# PROMPT
Pull out every line from the items below that contains the word "airline", and note that case counts.

◇ ◇ ◇ ◇ ◇ ◇ ◇

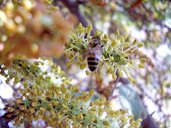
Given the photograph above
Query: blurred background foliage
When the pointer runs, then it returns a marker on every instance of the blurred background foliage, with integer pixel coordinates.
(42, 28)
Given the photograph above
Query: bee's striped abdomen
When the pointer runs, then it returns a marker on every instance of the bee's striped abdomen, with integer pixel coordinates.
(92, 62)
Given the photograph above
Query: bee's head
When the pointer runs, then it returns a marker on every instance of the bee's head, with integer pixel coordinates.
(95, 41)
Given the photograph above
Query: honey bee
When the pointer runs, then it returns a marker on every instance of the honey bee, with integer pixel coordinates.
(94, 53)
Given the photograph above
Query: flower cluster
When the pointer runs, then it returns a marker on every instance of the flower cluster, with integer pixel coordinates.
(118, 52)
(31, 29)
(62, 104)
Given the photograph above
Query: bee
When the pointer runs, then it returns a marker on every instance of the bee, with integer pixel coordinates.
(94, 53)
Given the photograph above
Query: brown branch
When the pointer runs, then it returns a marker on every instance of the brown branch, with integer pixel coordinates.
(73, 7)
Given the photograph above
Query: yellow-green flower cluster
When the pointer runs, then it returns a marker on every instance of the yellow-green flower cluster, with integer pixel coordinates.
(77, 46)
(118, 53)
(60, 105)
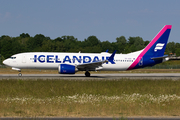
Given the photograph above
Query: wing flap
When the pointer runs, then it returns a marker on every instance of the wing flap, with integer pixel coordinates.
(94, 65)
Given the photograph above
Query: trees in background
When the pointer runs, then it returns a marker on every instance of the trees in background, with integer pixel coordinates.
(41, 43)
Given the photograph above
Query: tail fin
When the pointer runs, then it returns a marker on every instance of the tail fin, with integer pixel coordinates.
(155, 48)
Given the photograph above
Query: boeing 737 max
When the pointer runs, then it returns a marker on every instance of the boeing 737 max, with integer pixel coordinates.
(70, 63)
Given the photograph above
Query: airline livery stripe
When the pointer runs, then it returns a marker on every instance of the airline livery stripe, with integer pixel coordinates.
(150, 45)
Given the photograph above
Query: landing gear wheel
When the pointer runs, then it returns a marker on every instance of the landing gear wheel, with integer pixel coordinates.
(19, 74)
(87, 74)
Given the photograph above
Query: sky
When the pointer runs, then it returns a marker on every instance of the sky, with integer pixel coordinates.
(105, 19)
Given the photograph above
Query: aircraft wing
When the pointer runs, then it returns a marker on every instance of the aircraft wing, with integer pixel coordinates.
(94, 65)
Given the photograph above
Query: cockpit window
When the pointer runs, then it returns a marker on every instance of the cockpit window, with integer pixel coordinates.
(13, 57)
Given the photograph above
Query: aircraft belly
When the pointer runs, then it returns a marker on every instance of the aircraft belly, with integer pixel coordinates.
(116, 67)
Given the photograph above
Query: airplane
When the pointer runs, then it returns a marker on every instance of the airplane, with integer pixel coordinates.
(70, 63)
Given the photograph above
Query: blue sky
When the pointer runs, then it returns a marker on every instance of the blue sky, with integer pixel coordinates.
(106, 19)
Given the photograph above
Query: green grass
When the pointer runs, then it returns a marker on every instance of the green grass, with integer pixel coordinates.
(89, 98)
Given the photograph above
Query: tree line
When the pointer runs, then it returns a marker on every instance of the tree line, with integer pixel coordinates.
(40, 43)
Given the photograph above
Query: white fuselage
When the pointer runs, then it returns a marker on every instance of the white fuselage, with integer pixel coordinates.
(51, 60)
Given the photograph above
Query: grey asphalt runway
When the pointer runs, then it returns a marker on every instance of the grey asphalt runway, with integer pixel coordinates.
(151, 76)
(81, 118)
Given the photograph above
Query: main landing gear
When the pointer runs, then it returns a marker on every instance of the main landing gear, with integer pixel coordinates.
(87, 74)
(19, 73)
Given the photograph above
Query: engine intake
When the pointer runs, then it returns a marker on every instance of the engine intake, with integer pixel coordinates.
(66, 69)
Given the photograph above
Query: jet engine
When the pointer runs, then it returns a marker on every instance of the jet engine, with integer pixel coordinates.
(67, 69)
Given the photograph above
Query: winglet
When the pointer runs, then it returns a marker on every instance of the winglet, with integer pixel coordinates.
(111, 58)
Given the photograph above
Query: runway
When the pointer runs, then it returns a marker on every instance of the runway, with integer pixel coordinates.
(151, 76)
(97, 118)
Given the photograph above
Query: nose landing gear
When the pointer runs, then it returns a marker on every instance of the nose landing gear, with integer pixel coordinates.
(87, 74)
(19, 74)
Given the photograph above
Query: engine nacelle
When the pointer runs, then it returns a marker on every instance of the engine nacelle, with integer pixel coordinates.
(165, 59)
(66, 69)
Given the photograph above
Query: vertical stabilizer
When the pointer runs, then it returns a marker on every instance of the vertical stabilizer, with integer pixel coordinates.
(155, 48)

◇ ◇ ◇ ◇ ◇ ◇ ◇

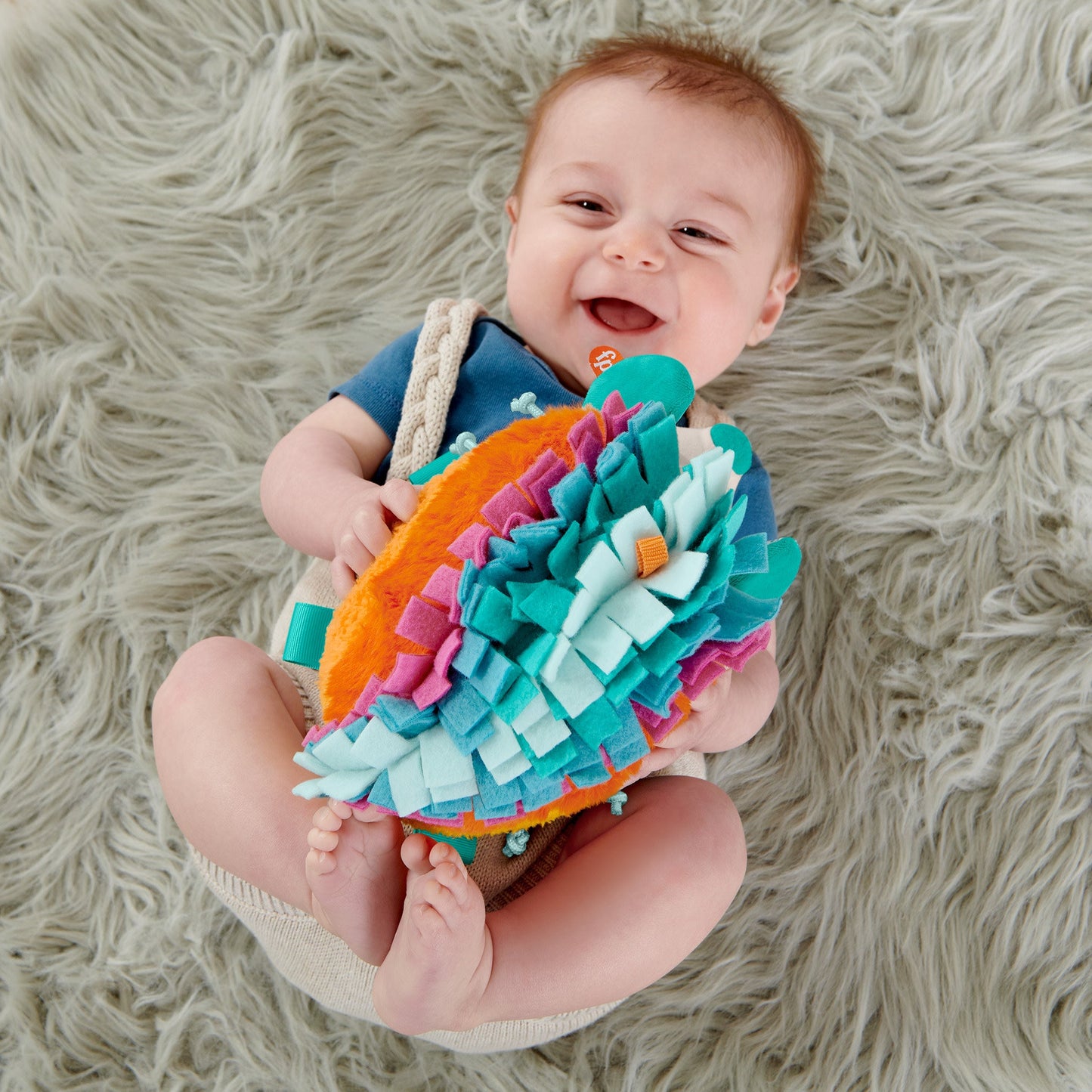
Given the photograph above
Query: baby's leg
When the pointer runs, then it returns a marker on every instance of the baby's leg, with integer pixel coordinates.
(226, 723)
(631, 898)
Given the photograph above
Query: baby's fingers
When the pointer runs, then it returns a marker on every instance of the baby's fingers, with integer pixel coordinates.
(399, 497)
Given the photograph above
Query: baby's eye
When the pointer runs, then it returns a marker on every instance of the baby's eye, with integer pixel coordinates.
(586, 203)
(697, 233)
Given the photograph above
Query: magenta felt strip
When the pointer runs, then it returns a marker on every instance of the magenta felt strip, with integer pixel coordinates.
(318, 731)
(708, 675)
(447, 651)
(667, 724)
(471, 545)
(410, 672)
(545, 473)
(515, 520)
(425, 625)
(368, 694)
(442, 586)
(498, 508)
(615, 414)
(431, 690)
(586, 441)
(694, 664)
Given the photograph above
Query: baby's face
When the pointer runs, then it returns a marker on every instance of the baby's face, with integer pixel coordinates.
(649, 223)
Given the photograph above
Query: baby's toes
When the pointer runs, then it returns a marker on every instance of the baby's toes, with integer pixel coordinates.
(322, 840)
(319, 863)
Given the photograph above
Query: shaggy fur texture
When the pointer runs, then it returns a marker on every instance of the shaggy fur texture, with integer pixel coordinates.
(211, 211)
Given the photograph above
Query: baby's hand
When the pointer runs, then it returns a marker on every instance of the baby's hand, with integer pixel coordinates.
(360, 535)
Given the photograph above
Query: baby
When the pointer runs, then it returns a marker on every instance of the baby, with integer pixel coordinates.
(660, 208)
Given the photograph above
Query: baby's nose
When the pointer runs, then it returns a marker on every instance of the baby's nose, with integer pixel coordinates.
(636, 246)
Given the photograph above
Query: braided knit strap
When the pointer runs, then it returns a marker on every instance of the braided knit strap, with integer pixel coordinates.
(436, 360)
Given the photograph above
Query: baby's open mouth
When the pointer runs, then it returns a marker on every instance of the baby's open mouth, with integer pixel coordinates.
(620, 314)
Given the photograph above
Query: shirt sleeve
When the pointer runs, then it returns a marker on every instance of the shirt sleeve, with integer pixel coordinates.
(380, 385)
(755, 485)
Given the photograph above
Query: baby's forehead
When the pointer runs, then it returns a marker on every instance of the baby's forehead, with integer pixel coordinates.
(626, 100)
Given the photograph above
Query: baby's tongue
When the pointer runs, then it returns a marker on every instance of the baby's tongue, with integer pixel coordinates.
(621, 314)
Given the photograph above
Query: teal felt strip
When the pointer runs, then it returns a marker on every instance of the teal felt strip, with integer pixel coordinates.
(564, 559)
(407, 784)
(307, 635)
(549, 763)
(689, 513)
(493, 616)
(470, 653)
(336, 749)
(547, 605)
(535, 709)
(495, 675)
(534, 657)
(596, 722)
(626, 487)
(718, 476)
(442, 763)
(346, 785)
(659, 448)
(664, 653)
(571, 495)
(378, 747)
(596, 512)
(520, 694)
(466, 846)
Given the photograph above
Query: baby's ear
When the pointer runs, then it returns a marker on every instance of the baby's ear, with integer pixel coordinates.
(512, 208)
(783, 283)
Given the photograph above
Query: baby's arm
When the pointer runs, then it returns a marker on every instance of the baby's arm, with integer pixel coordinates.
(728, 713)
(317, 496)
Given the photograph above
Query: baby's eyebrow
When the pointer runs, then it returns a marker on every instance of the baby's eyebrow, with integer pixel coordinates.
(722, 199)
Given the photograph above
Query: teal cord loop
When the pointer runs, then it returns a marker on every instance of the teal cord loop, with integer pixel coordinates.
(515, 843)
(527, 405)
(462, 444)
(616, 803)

◇ ◇ ◇ ◇ ◇ ◇ ◇

# WORKED ANSWER
Query: airline livery stripe
When the pointer runs, then it returns a marker on every instance of the airline livery stripe, with integer pixel coordinates.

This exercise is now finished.